> [EXERCISE GOAL]: Reproduce word for word the stretch of the material below from the line containing "form: point(387, 105)." through the line containing "point(164, 313)", including both of those lines.

> [MATERIAL TO PROCESS]:
^^^^^^^^

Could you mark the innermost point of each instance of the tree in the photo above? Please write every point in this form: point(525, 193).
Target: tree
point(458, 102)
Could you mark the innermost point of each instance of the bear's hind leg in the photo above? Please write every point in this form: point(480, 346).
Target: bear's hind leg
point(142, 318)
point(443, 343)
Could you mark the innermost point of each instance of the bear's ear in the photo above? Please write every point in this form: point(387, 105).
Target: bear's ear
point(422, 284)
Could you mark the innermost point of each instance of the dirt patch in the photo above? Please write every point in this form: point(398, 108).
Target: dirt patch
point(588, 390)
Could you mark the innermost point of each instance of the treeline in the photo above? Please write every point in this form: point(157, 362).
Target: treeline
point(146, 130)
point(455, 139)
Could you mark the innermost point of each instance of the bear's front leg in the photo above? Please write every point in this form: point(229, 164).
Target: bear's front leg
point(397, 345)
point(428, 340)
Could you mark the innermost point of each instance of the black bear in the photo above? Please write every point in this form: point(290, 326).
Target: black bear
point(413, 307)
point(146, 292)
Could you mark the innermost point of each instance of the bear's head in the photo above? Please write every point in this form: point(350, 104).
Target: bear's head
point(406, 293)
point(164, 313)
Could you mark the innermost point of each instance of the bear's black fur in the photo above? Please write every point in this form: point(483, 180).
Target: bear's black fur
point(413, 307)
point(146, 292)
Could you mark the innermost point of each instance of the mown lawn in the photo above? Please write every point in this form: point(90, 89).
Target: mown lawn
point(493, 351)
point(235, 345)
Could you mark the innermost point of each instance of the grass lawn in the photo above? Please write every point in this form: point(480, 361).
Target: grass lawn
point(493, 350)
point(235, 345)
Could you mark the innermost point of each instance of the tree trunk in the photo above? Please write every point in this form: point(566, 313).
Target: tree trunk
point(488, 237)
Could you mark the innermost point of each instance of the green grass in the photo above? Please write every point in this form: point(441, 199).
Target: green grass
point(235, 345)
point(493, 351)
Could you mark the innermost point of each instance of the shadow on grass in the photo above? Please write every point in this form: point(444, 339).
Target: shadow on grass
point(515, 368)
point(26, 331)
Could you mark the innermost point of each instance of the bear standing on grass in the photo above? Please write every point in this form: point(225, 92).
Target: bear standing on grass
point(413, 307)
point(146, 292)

^^^^^^^^

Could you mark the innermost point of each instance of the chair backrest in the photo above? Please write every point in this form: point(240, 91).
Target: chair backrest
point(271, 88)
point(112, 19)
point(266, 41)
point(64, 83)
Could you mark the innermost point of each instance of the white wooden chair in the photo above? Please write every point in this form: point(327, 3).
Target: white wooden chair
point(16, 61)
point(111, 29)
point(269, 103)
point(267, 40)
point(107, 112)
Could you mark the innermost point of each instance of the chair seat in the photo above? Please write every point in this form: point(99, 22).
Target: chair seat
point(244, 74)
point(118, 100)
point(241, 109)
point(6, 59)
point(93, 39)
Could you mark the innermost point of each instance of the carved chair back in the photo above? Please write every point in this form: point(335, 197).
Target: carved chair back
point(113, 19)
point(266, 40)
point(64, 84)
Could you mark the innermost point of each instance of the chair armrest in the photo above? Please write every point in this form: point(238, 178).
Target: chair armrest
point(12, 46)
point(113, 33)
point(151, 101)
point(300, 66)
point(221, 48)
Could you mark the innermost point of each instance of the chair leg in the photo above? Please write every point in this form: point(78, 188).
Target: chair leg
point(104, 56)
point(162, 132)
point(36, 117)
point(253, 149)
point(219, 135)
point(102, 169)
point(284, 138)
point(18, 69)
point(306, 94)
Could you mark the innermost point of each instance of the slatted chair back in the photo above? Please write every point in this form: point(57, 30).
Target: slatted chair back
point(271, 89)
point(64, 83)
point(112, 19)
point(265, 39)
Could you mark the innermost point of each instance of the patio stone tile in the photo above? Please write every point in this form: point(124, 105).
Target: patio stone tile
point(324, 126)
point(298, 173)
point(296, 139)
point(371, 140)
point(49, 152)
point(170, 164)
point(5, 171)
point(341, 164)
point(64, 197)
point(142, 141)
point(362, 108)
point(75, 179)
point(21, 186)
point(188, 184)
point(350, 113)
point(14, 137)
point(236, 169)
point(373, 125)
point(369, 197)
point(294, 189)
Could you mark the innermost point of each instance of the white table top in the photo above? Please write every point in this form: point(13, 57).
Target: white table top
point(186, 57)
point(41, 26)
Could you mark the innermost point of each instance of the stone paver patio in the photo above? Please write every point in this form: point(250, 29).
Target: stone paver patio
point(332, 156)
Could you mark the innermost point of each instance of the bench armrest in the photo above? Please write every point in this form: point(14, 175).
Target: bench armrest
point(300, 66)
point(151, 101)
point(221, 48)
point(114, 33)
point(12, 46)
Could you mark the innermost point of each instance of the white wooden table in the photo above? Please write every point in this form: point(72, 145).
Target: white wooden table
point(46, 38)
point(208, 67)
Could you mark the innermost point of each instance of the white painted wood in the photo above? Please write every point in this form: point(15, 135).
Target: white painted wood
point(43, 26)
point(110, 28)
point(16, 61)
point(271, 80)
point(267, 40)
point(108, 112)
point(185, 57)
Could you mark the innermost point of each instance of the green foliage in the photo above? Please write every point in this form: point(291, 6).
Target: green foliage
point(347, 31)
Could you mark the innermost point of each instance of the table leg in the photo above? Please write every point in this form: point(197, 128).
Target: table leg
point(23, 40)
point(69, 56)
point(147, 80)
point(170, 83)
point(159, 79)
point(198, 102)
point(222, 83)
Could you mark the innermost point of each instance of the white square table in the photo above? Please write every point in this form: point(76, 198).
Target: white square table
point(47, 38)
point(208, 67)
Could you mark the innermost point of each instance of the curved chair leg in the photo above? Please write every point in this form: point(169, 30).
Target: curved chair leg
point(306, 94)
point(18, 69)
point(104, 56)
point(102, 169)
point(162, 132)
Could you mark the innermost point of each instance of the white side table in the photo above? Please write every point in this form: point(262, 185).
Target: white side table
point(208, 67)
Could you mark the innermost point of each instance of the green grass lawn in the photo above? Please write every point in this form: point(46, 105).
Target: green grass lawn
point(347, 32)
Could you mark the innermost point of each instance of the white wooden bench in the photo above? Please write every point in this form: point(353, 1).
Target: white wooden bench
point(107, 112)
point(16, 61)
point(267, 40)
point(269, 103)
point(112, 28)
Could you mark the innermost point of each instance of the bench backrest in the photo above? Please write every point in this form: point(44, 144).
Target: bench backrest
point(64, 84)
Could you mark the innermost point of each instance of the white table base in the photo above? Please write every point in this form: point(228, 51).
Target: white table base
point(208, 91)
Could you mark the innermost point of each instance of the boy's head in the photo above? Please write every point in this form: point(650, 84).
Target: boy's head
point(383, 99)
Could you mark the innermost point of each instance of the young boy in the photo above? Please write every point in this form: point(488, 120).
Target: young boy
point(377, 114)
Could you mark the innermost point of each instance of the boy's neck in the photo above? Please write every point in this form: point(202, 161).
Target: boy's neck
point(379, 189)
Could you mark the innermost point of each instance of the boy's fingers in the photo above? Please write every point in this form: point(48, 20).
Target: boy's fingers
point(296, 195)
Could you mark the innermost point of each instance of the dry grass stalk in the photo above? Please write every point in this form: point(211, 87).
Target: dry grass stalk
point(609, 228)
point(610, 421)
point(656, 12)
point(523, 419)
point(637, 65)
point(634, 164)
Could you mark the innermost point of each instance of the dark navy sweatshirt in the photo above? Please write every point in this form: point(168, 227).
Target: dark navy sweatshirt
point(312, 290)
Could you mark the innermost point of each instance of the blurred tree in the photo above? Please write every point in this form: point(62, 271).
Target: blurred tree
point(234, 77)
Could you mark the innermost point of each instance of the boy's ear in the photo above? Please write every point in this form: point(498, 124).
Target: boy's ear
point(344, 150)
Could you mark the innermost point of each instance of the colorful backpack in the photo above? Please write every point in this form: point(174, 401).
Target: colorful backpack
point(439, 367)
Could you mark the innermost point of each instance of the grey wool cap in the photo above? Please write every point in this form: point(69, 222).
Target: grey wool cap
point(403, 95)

^^^^^^^^

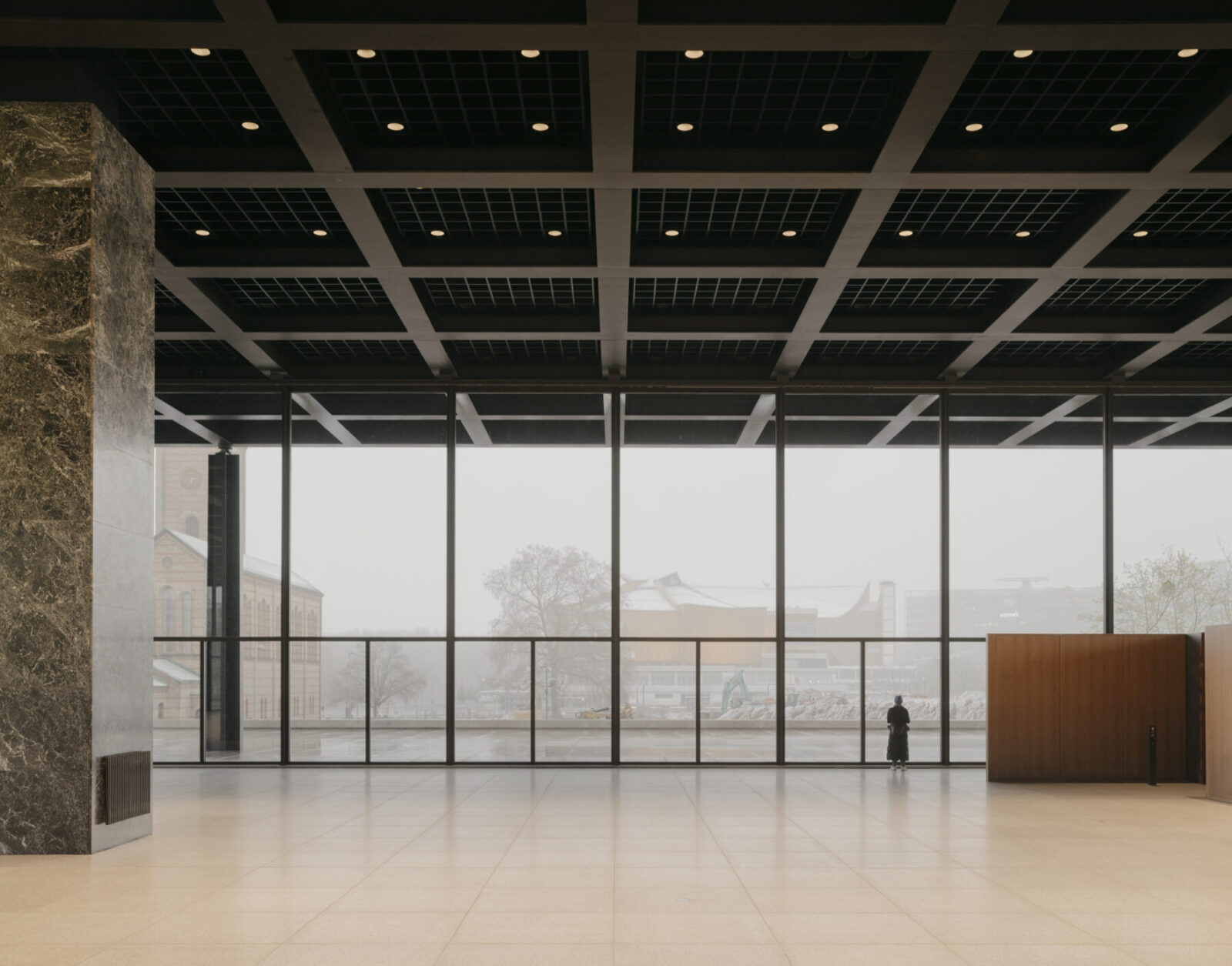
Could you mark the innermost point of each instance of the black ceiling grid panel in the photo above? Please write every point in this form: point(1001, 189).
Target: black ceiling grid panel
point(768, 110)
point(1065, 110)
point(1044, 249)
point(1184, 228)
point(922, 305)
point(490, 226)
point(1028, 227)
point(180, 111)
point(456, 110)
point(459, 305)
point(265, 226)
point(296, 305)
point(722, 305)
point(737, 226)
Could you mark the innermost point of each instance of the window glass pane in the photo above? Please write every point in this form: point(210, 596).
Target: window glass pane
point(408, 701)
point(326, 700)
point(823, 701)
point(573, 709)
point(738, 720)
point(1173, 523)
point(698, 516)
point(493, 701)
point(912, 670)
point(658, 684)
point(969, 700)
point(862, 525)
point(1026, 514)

^^^^^^^^

> [TASK SOLUTION]:
Could you mark the innermost point of each instance of the bear's ear in the photo above? Please write every point in this form: point(387, 105).
Target: bear's ear
point(422, 284)
Could you mark the innermost point of each instance of the dirt patch in the photo above? Please write every point in this form: point(398, 108).
Target: dirt patch
point(588, 390)
Could you mark the innermost point of each instance of the treeline in the photo above? Please write every point in this form: point(157, 362).
Target: treeline
point(146, 130)
point(455, 139)
Could you mark the innermost point of each instance of the bear's front leg in the photo above? Please write every point in this form: point(229, 164).
Target: bear's front leg
point(397, 345)
point(428, 340)
Could you mark the innermost point of each instance of the black bear in the photo above? Please write every point in this form: point(290, 326).
Target: black bear
point(413, 307)
point(146, 292)
Could you mark the innermost point of each instance of the bear's head in the photo above? Please write every point in this form: point(350, 104).
Target: bear's head
point(406, 293)
point(164, 313)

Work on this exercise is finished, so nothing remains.